== DIRECTIVE ==
Rewrite the entries from the line holding "of the dormer" through the end of the entries, both included, substituting "roof window" for "dormer window" and keeping everything else the same.

----- DATA -----

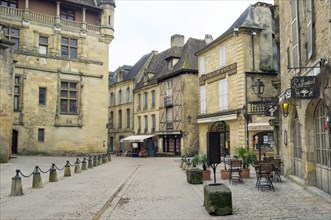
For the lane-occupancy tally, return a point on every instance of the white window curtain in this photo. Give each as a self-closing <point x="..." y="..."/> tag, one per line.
<point x="223" y="94"/>
<point x="203" y="99"/>
<point x="222" y="56"/>
<point x="202" y="65"/>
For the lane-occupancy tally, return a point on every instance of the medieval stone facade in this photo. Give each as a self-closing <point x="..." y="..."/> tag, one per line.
<point x="60" y="80"/>
<point x="232" y="68"/>
<point x="305" y="139"/>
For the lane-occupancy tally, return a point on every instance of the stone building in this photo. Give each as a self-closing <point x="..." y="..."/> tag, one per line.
<point x="178" y="101"/>
<point x="235" y="83"/>
<point x="6" y="97"/>
<point x="305" y="49"/>
<point x="61" y="75"/>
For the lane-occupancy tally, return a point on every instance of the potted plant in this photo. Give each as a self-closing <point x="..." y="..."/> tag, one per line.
<point x="205" y="171"/>
<point x="247" y="157"/>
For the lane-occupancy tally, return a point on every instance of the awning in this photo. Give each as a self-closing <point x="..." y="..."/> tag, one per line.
<point x="264" y="126"/>
<point x="136" y="138"/>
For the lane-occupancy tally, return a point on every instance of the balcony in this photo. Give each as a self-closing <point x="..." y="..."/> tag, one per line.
<point x="168" y="101"/>
<point x="169" y="125"/>
<point x="47" y="19"/>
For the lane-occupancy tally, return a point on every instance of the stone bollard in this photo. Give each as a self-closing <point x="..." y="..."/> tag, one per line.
<point x="67" y="170"/>
<point x="100" y="160"/>
<point x="36" y="181"/>
<point x="84" y="164"/>
<point x="16" y="185"/>
<point x="95" y="161"/>
<point x="52" y="174"/>
<point x="217" y="199"/>
<point x="194" y="175"/>
<point x="90" y="163"/>
<point x="77" y="166"/>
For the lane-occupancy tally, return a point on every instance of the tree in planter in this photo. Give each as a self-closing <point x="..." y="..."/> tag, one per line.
<point x="247" y="156"/>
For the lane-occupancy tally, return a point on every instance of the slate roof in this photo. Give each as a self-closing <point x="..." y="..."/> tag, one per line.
<point x="245" y="20"/>
<point x="188" y="60"/>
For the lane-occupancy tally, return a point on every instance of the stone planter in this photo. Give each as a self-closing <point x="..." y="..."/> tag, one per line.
<point x="245" y="173"/>
<point x="225" y="174"/>
<point x="218" y="199"/>
<point x="206" y="174"/>
<point x="194" y="175"/>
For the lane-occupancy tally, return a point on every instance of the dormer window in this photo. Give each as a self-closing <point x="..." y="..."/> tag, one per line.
<point x="172" y="61"/>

-----

== TASK SOLUTION ==
For the lane-occupancy tally, return a point on every instance of the roof window in this photo. Give each as a self-closing <point x="..." y="..."/> tag, one per line.
<point x="172" y="61"/>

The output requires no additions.